■ EXERCISE AIM: In the rows below, repeat word for word every line from the line with "segment the gray undershirt" through the line with "M 301 128 L", including both of those lines.

Named region outline records:
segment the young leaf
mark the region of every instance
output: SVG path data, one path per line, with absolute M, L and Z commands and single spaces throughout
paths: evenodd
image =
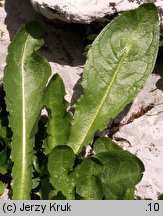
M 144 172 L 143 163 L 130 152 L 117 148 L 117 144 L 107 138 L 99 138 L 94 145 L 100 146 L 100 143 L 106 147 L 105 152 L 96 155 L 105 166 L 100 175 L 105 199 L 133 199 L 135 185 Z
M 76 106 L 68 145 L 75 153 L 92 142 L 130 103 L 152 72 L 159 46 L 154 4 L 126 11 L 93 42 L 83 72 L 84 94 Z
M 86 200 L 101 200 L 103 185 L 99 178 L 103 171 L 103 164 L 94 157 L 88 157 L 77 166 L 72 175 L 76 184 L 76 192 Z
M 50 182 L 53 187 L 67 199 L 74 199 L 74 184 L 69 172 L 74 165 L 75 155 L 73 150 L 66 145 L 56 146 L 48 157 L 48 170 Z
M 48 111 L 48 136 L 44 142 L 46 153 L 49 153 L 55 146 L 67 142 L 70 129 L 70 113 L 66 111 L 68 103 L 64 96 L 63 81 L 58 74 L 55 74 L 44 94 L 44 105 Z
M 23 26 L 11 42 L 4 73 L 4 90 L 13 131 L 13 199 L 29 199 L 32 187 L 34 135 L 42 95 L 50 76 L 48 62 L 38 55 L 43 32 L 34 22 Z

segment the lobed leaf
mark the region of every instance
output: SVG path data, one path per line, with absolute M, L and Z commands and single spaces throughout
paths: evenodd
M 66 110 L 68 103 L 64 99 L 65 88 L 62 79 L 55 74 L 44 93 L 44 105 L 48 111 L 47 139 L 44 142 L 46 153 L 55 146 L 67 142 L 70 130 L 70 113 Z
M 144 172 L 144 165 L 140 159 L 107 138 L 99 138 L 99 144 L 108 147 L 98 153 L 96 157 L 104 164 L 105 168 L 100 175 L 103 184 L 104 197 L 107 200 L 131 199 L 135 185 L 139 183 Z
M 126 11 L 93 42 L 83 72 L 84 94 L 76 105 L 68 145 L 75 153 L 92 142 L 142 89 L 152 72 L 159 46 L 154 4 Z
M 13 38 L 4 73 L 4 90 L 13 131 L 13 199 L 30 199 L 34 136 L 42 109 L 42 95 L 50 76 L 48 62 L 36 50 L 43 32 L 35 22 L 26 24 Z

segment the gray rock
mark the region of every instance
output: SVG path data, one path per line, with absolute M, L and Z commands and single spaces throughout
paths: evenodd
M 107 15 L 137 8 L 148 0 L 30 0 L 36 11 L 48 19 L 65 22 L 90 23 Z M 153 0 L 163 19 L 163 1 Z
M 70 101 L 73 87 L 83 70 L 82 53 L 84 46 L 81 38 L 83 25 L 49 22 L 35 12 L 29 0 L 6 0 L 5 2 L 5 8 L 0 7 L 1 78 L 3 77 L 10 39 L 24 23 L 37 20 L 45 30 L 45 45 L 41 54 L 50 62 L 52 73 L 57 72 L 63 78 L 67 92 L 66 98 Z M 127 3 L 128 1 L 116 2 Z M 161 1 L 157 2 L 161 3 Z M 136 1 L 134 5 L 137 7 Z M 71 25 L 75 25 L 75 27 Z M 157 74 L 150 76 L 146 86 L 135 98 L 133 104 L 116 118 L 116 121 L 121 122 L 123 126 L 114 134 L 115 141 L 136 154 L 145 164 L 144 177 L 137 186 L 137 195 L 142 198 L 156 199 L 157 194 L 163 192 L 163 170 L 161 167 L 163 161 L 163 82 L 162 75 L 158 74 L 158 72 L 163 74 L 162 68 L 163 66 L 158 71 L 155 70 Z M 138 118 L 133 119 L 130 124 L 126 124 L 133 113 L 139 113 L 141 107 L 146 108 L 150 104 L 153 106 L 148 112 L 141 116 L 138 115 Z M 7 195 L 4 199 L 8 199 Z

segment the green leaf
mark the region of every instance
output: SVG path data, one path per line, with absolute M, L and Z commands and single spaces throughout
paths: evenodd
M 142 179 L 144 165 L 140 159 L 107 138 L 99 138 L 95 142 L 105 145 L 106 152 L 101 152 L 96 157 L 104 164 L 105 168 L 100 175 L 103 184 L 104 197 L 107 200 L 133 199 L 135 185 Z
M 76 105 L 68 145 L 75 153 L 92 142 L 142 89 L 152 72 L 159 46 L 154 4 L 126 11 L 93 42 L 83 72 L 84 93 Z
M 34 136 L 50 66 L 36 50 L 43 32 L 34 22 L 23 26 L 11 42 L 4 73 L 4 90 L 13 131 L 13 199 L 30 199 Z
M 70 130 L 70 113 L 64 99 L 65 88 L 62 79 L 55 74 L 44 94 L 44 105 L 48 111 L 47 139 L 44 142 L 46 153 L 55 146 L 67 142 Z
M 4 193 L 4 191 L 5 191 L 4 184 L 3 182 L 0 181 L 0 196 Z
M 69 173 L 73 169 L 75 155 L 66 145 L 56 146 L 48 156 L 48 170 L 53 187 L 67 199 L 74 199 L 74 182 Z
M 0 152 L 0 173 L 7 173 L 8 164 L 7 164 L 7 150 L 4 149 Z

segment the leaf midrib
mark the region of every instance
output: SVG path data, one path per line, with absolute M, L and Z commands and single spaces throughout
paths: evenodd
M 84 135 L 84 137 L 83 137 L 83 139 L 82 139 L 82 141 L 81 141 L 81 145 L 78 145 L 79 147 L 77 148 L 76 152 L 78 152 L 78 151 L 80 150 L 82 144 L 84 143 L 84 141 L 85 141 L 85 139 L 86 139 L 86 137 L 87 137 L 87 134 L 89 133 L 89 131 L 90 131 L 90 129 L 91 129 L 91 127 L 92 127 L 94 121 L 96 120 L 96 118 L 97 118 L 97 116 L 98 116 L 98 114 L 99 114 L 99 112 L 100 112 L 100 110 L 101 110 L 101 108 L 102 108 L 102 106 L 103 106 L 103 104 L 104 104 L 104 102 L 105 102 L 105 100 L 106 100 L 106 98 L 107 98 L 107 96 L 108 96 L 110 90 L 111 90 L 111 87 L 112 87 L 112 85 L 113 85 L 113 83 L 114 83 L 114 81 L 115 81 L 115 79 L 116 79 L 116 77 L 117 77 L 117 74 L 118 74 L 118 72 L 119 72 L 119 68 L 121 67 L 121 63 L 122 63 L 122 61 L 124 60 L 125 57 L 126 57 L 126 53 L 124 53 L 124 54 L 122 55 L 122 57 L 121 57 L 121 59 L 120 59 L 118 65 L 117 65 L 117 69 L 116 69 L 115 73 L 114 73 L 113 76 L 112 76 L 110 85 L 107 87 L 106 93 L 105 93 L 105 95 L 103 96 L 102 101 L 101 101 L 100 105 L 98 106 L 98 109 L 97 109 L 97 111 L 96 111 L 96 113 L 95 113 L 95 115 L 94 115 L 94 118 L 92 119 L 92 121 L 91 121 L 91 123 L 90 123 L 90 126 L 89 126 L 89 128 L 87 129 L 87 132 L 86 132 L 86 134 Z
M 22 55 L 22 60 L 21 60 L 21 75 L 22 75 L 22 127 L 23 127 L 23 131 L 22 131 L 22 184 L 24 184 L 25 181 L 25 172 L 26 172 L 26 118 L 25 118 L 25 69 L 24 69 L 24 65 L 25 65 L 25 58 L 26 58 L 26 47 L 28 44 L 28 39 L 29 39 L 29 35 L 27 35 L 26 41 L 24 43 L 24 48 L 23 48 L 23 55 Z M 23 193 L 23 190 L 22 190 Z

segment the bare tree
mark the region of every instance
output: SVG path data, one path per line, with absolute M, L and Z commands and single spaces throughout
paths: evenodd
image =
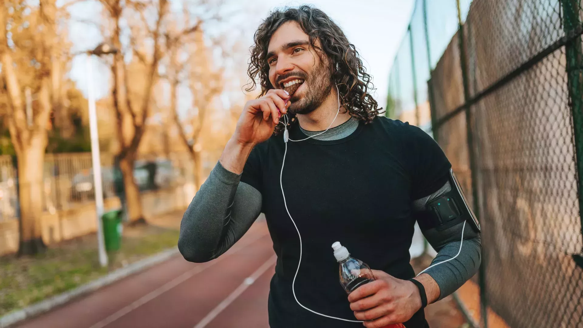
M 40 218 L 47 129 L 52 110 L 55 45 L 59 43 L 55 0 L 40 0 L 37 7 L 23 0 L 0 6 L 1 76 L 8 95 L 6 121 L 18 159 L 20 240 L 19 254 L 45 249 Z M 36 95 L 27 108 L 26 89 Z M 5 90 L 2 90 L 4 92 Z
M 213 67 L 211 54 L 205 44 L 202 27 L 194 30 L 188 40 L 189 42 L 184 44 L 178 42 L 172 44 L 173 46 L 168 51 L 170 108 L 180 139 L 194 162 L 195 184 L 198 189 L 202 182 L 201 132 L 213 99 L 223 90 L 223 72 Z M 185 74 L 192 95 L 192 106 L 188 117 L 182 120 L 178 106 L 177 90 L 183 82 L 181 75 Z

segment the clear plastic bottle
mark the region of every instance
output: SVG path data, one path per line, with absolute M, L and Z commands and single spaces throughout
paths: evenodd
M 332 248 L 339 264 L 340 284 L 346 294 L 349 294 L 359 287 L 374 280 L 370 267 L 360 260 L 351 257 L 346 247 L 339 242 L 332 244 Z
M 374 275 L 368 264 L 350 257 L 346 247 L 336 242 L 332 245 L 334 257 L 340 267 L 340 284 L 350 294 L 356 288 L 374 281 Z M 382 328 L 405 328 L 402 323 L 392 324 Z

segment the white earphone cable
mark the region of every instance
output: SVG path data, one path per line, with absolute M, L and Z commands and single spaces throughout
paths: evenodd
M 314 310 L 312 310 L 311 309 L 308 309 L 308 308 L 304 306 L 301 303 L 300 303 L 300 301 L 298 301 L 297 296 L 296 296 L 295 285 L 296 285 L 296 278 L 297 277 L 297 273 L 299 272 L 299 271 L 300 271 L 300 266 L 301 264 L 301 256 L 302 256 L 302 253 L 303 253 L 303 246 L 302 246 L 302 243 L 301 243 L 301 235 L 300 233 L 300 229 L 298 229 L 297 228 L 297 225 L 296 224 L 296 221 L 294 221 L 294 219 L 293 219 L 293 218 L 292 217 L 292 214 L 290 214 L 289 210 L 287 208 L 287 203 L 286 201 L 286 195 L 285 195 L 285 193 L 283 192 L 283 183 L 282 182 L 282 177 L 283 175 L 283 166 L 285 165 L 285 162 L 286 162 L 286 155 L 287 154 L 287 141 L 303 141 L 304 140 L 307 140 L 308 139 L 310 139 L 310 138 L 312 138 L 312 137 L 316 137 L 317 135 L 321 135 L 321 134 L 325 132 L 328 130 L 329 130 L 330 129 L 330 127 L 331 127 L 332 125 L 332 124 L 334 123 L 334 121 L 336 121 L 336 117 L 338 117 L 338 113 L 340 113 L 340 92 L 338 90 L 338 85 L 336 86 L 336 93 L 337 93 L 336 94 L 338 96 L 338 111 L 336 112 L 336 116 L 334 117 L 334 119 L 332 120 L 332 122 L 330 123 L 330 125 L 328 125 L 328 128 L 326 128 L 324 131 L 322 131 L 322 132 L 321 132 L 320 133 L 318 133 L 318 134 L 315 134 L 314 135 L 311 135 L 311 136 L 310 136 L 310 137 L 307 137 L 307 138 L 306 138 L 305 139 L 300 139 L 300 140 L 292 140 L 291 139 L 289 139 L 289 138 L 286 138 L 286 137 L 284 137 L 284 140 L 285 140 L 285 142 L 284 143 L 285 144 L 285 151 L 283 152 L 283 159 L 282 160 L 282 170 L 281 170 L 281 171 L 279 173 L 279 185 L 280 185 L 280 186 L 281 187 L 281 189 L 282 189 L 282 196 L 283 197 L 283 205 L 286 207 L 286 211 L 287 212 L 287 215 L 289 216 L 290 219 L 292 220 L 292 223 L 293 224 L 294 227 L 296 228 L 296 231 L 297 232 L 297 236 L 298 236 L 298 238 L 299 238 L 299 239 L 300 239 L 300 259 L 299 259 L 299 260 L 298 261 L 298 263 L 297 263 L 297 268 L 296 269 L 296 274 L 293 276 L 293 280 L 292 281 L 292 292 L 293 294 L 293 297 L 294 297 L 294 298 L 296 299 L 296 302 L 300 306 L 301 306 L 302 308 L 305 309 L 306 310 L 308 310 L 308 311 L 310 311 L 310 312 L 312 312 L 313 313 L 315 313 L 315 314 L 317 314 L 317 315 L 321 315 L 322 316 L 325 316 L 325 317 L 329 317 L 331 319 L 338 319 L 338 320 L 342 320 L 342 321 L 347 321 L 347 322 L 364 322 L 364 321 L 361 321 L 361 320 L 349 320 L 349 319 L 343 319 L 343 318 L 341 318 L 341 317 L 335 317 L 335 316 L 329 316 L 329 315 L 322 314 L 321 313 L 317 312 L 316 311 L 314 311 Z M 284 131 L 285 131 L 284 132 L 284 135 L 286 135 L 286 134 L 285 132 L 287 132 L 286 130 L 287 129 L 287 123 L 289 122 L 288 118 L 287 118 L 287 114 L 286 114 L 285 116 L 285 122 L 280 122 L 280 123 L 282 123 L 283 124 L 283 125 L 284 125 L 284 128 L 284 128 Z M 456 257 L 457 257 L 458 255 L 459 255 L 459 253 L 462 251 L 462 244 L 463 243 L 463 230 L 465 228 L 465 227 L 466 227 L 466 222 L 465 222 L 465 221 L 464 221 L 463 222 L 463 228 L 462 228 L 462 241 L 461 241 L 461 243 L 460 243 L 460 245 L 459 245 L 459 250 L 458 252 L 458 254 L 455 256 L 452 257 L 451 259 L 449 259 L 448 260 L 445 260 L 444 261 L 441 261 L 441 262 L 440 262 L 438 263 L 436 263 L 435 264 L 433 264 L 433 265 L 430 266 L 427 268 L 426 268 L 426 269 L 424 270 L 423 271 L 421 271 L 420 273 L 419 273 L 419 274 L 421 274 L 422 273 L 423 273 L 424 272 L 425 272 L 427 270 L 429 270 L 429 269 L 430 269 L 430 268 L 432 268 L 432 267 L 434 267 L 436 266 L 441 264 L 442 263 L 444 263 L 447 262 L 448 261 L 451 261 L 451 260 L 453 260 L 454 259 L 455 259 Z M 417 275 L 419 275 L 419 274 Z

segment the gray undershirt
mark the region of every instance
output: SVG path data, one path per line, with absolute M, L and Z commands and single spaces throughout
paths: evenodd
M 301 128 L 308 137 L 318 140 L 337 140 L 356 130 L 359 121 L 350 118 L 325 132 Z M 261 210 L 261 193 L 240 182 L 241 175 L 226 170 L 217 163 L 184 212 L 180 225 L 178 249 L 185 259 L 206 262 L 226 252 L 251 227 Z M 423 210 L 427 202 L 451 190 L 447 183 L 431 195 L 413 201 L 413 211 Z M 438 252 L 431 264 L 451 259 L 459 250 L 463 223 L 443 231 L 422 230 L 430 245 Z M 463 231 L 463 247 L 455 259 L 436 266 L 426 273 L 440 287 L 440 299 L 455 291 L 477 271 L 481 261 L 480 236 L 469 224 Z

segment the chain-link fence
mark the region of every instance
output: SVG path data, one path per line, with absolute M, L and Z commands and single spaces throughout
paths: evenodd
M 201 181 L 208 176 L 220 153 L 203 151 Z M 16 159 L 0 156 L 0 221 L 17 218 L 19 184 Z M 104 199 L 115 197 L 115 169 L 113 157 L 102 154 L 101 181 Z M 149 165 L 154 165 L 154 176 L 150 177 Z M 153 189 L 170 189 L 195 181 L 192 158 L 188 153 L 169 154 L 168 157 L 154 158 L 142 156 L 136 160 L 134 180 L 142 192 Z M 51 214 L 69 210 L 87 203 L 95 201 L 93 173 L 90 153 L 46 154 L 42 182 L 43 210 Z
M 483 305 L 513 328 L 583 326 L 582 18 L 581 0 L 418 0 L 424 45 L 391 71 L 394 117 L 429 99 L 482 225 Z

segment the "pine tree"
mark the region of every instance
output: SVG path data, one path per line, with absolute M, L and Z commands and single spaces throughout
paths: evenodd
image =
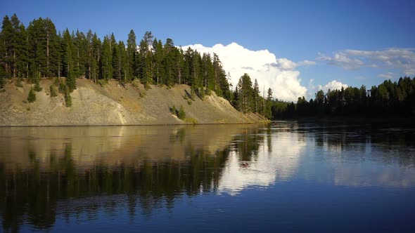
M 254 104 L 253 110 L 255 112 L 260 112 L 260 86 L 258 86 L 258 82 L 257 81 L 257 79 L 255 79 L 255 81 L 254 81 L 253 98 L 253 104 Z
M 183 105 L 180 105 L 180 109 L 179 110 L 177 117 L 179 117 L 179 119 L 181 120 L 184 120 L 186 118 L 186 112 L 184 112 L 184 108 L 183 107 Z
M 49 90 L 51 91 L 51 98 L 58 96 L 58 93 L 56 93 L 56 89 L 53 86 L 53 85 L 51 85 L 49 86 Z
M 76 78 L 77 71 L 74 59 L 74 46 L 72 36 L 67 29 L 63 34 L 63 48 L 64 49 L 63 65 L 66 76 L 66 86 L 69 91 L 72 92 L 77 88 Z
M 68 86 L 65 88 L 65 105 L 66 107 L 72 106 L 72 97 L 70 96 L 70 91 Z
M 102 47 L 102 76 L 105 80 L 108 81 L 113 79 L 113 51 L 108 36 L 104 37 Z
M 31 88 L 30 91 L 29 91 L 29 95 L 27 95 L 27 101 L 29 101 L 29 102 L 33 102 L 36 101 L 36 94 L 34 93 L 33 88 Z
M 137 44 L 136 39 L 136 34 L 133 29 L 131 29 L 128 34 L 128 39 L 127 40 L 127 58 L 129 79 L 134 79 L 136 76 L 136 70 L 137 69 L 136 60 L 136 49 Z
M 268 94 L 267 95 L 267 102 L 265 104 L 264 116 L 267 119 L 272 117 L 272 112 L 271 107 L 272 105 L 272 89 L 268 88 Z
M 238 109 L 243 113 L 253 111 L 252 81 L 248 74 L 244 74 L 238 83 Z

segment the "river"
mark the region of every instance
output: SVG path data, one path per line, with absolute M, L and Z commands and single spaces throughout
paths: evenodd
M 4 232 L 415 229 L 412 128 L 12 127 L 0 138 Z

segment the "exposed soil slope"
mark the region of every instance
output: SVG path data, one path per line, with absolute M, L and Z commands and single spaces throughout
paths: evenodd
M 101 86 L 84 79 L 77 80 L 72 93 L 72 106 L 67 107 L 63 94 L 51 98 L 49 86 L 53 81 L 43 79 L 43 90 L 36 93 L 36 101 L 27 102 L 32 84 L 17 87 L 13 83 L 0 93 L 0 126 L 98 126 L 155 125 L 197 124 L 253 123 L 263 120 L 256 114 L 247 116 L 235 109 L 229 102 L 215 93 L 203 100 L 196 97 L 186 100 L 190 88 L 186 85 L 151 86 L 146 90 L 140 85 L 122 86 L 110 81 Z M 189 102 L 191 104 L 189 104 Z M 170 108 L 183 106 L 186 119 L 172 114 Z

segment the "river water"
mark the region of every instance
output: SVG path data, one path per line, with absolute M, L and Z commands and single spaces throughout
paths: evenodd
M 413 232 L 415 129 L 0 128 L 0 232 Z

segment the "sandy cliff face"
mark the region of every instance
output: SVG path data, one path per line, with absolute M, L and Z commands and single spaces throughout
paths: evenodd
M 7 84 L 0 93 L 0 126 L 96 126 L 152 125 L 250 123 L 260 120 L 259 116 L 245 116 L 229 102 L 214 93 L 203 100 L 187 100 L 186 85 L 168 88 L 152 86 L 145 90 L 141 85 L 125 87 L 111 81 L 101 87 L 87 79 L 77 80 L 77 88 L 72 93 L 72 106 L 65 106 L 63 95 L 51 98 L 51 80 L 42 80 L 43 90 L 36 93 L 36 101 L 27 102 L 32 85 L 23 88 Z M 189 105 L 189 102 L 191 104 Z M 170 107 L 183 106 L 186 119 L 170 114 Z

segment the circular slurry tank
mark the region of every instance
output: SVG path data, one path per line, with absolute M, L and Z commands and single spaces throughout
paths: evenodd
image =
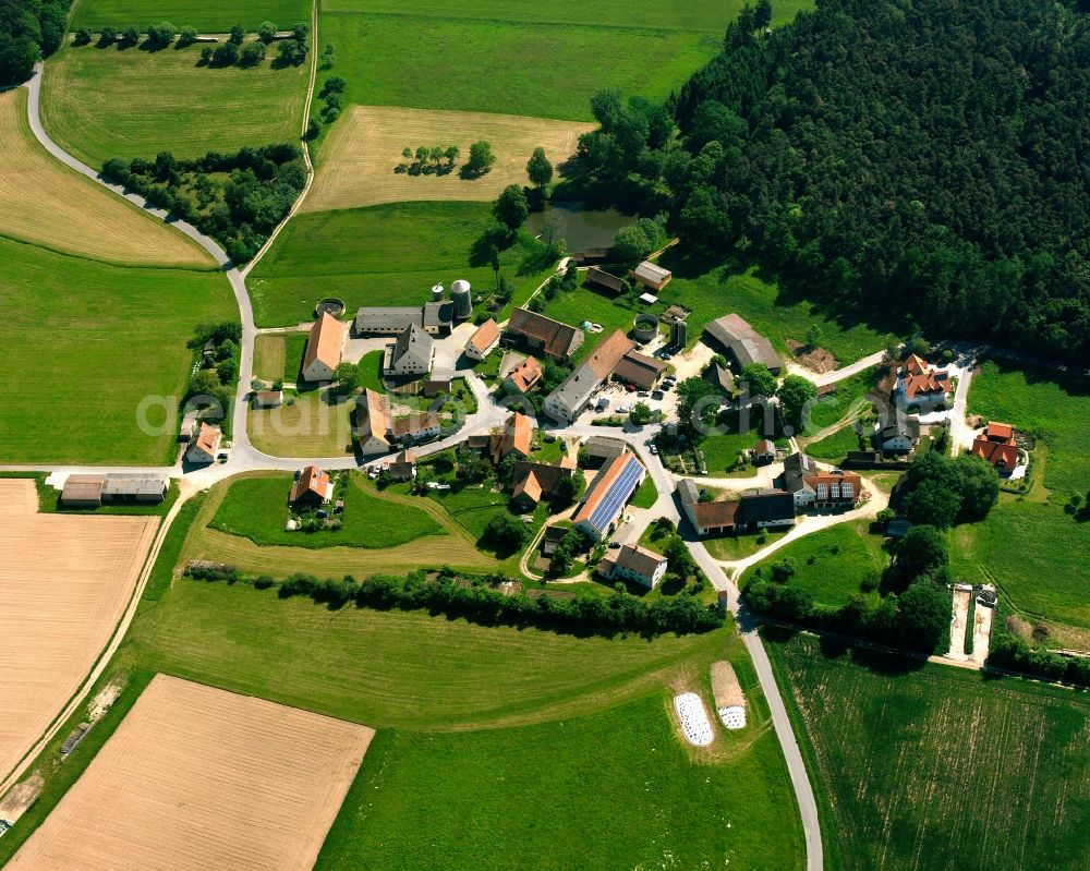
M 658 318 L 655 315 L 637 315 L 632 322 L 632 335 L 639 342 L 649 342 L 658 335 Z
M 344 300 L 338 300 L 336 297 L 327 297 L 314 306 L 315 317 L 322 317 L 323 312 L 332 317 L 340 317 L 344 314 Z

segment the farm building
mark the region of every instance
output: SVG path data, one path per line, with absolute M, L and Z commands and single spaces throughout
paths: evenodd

■ OUTPUT BELOW:
segment the gray undershirt
mark the region of every instance
output: SVG path data, one path per line, with absolute M, L and Z commands and single spaces throughout
paths: evenodd
M 301 128 L 308 137 L 318 140 L 337 140 L 356 130 L 359 121 L 350 118 L 325 132 Z M 261 210 L 261 193 L 240 182 L 241 175 L 226 170 L 217 163 L 184 212 L 180 225 L 178 249 L 185 259 L 206 262 L 226 252 L 251 227 Z M 423 210 L 427 202 L 451 190 L 447 183 L 431 195 L 413 201 L 413 211 Z M 438 252 L 431 264 L 451 259 L 459 250 L 463 223 L 443 231 L 422 230 L 430 245 Z M 463 231 L 463 247 L 455 259 L 436 266 L 426 273 L 440 287 L 440 299 L 455 291 L 477 271 L 481 261 L 480 236 L 469 224 Z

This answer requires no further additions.